Soal Latihan 1: Tuliskan kembali dengan persis bagian kutipan antara "Akhirnya lamaran Julaidid" dan "Laa Ilaha Illallah.", termasuk kedua batas itu.
Soal Latihan 2: Berdasarkan kutipan, mengapa tidak ada yang menerima lamaran Julaidid ketika ia melamar dari rumah ke rumah? Jawab dalam satu sampai tiga kalimat.
Soal Latihan 3: Ringkas kutipan dalam tiga kalimat.

Kutipan:
Karena Rasulullah saja konsentrasi selam 13 tahun untuk mendakwahkan kalimat
Laa Ilaha Illallah ini, dan tentunya kita lebih membutuhkan waktu yang lebih
panjang dari itu.
Contoh lain,
misalnya: “kisah seorang sahabat bernama Julaidid Radhiyallahu ‘anhu, beliau
adalah sahabat yang buruk wajahnya dan pemuda tanggung yang dari rumah ke rumah
beliau mengajukan lamaran namun tak satupun yang menerima, karena selain miskin
beliau juga tidak gagah. Akhirnya beliau mendatangi Rasulullah Shallallahu ‘alaihi
wasallam dan menyampaikan persoalannya ini kepada Rasulullah. Maka Rasulullah
memberikan beliau rekomendasi dan menyuruhnya untuk berangkat ke sebuah rumah
dan mengatakan, “Saya adalah utusan Rasulullah untuk melamar putri kalian.”
Maka Julaidid pun pergi dengan harapan bahwa jika Rasulullah yang meminta maka
tidak akan ada yang menolaknya. Julaidid pun memeasuki rumah yang ditunjuk oleh
Rasulullah dan menyampaikan apa yang dipesankan oleh Rasulullah. Orang tua
gadis itupun bersyukur karena mengira Rasulullah yang melamar anak mereka.
Namun Julaidid mempertegas bahwa yang melamar putri mereka adalah dirinya atas
rekomendasi dari Rasulullah. Maka kedua orang tua ini berdiskusi dan berencana
untuk menolak lamaran Julaidid. Namun, anak gadis mereka mendengar pembicaraan
keduanya dan mengatakan: “wahai ayah, wahai ibu, jika Rasulullah telah
menetapkan sesuatu maka tidak bagi kita orang beriman untuk menolaknya.”
Akhirnya lamaran Julaidid pun diterima dan disepakati waktu akad nikahnya.
Menjelang dua
hari sebelum akad nikah, tiba-tiba datang seruan untuk perang (perang Uhud).
Sementara itu beliau sedang berada di pasar untuk membeli mahar untuk
perkawinan beliau. Ketika Julaidid mendengar seruan tersebut, terjadi
pergolakan di dalam hatinya, antar ingin melaksanakan akad nikah atau memenuhi
seruan jihad sebagai aplikasi dan konsekuensi dari syahadat Laa Ilaha Illallah.
Yaitu mendahulukan mencintai Allah, rasul-Nya dan jihad fii sabilillah .

Data Tercatat:
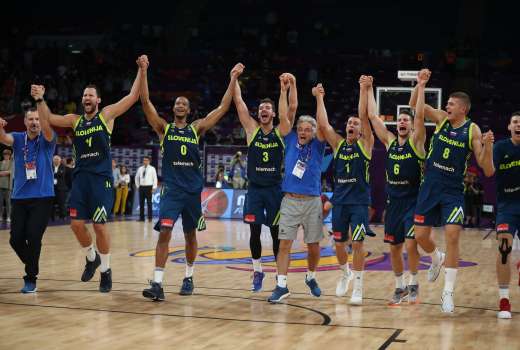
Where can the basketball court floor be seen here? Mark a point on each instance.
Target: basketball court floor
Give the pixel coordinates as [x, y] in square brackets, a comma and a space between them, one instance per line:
[223, 314]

Jawaban Lengkap 1:
Akhirnya lamaran Julaidid pun diterima dan disepakati waktu akad nikahnya.
Menjelang dua
hari sebelum akad nikah, tiba-tiba datang seruan untuk perang (perang Uhud).
Sementara itu beliau sedang berada di pasar untuk membeli mahar untuk
perkawinan beliau. Ketika Julaidid mendengar seruan tersebut, terjadi
pergolakan di dalam hatinya, antar ingin melaksanakan akad nikah atau memenuhi
seruan jihad sebagai aplikasi dan konsekuensi dari syahadat Laa Ilaha Illallah.

Jawaban Lengkap 2: Lamarannya tidak diterima karena selain miskin, Julaidid juga tidak gagah.

Jawaban Lengkap 3: Kutipan menyebut bahwa Rasulullah berkonsentrasi selama 13 tahun untuk mendakwahkan kalimat Laa Ilaha Illallah, lalu memberi contoh kisah Julaidid, sahabat yang buruk wajahnya, miskin, dan tidak gagah sehingga lamarannya selalu ditolak. Atas rekomendasi Rasulullah, Julaidid melamar seorang gadis, dan meski orang tuanya berencana menolak, gadis itu mengatakan bahwa orang beriman tidak boleh menolak ketetapan Rasulullah, sehingga lamaran diterima. Dua hari menjelang akad nikah, ketika Julaidid sedang di pasar membeli mahar, datang seruan perang Uhud, dan hatinya bergolak antara melaksanakan akad nikah atau memenuhi seruan jihad.